Instructions for the task. Please rewrite the stretch of the listing below, from the line containing "One marker belongs on each instance of the white basketball" through the line containing "[(110, 47), (173, 30)]", as a JSON list of strings with one string per line and blank lines left out.

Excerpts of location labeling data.
(begin)

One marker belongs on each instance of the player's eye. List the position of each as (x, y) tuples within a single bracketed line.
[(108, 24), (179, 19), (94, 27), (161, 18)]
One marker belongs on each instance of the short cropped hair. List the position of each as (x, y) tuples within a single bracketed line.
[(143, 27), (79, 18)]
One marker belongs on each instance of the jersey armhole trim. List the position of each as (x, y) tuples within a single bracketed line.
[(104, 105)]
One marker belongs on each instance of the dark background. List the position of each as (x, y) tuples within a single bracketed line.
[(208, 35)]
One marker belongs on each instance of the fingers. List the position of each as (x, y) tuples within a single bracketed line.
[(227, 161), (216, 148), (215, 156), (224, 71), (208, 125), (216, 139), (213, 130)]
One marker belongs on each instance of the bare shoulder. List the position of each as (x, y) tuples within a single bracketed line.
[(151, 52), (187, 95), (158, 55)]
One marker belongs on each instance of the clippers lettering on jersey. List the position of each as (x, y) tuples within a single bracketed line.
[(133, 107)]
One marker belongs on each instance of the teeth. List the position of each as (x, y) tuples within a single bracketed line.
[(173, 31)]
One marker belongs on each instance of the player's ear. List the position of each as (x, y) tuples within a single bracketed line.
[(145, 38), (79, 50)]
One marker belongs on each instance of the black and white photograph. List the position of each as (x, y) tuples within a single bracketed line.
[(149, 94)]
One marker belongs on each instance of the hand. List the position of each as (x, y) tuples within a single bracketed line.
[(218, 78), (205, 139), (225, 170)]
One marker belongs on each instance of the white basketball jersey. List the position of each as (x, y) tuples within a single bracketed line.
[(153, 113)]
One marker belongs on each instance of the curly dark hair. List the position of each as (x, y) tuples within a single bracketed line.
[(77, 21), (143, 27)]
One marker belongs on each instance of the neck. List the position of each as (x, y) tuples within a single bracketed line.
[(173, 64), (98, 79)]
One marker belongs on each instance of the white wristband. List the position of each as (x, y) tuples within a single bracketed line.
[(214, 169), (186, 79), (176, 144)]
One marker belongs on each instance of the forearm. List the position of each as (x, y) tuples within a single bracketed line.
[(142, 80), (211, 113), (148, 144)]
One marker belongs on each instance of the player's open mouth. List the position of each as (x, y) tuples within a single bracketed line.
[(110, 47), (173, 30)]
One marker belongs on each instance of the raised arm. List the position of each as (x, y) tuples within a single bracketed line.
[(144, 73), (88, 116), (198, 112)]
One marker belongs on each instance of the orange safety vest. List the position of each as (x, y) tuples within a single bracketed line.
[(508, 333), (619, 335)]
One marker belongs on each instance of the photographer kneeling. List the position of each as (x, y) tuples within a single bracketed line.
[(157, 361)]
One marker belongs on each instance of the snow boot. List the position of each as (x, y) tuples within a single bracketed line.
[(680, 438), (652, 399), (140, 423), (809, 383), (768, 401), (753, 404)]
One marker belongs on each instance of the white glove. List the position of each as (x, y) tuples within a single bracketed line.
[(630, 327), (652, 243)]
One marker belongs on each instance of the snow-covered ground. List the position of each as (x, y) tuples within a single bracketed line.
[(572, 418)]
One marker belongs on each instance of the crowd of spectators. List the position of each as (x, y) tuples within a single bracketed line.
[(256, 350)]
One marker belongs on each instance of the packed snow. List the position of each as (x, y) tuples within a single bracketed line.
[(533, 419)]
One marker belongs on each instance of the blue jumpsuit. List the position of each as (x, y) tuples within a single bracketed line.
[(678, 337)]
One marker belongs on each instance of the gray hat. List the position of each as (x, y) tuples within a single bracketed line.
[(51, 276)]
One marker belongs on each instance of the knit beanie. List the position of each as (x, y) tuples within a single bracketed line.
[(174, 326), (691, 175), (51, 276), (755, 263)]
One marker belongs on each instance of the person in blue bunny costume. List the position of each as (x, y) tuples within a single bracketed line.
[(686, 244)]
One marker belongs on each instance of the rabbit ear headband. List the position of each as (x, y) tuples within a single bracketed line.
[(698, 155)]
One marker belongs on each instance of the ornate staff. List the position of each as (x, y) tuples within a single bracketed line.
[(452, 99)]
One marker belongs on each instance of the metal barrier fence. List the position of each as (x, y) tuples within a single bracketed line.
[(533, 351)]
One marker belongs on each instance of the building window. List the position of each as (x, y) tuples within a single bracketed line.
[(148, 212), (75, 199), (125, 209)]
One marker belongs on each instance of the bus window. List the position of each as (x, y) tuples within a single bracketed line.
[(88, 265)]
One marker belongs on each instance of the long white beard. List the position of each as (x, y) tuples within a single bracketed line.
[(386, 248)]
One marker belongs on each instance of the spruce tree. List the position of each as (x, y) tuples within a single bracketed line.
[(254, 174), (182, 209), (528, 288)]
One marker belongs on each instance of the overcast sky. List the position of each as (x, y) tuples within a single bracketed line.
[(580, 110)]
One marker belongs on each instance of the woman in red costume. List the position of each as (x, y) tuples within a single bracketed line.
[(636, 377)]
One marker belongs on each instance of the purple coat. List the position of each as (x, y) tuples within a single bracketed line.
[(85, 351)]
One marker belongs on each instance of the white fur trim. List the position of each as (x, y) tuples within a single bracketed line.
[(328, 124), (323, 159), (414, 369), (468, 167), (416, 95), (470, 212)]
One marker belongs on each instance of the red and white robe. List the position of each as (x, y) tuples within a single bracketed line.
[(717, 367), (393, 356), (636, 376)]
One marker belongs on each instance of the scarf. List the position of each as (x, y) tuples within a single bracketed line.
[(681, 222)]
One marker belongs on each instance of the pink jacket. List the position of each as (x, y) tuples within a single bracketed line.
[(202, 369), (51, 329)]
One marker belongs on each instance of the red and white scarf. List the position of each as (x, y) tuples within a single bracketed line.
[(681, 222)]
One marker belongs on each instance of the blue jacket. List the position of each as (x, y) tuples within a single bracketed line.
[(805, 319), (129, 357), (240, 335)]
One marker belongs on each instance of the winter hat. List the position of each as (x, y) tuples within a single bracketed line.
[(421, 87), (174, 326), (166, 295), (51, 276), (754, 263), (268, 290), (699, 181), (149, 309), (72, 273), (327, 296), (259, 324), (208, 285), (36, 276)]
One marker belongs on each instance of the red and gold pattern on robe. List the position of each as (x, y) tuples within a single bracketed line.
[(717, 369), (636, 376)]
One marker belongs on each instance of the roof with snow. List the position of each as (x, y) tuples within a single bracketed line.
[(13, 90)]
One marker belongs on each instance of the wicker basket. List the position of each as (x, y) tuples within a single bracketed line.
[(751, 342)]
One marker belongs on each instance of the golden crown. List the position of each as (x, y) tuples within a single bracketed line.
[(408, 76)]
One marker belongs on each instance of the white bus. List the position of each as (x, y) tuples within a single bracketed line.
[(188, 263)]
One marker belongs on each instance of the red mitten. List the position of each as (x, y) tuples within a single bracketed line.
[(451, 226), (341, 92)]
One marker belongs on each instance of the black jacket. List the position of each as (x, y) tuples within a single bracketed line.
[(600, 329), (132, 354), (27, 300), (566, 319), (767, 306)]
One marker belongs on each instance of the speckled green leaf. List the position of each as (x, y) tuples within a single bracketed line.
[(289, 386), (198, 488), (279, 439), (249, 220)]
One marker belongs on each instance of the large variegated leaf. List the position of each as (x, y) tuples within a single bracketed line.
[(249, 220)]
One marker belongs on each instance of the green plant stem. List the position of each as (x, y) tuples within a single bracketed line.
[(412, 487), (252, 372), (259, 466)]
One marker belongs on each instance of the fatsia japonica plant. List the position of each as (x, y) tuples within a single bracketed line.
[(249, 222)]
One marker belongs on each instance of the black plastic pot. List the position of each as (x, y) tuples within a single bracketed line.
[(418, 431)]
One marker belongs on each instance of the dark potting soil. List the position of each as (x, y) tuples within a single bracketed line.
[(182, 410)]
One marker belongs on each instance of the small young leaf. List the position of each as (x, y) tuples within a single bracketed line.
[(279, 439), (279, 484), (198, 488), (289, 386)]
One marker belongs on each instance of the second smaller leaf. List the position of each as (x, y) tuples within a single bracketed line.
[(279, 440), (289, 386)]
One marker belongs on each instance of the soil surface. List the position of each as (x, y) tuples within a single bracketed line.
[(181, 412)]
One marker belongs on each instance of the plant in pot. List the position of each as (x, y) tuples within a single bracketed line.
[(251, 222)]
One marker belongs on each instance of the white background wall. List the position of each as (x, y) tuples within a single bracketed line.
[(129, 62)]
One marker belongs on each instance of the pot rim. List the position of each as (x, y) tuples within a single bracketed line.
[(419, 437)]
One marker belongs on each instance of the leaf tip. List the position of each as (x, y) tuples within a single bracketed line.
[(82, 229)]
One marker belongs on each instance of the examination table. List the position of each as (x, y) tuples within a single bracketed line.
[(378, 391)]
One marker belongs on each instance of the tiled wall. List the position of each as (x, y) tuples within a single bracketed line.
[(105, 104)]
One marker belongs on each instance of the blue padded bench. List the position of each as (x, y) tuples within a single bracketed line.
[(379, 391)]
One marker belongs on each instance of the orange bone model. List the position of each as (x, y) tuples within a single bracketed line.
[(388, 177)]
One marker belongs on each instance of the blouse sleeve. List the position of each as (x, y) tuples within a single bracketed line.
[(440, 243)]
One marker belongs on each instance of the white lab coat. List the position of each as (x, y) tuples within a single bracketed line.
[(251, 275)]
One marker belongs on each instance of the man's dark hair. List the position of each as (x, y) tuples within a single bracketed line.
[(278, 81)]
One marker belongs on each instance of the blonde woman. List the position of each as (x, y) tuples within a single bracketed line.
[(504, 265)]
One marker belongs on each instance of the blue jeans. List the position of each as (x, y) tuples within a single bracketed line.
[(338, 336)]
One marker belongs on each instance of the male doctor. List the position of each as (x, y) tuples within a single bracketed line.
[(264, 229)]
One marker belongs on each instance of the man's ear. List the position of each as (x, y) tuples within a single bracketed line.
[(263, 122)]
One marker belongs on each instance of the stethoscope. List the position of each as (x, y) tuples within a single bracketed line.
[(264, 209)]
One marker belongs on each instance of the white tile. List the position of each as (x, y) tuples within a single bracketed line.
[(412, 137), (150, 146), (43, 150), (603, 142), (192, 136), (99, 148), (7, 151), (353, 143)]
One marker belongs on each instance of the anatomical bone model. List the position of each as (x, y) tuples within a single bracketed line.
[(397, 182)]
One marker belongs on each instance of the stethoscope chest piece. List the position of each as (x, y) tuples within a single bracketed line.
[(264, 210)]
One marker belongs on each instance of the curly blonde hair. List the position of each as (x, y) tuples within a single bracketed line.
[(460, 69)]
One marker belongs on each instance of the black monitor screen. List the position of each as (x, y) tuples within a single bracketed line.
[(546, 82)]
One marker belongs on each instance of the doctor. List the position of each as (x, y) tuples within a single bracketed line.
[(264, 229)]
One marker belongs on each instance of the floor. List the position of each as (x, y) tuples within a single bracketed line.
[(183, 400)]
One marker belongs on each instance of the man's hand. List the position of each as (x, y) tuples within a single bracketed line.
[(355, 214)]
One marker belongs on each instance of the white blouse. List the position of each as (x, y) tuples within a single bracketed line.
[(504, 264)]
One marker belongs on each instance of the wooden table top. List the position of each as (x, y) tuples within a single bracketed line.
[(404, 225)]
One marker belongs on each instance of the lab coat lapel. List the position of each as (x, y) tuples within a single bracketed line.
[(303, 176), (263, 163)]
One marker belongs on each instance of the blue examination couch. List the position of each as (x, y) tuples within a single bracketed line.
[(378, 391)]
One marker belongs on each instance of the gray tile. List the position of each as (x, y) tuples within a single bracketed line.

(end)

Response below.
[
  "One marker belongs on each instance of the white basketball jersey. List the position of each as (x, y) tuples within a single bracketed line.",
  "[(153, 113)]",
  "One marker belongs on each instance of the curly dark hair. List the position of each as (x, y) tuples within a single bracketed line.",
  "[(77, 21), (143, 27)]",
  "One marker belongs on each instance of the neck. List the position of each as (x, y) tuples within a single bracketed line.",
  "[(173, 64), (98, 79)]",
  "One marker belongs on each instance of the white wristband. List the position of each as (x, y) tuples within a single bracketed line.",
  "[(214, 169), (186, 79), (176, 144)]",
  "One marker belongs on each instance of the forearm. List the position of each as (x, y) tuples within a single bracketed line.",
  "[(142, 80), (211, 113), (148, 144)]",
  "One marker belongs on each instance of the player's open mouth. List the position of each as (x, y) tuples within a single bracketed line.",
  "[(110, 47), (173, 30)]"
]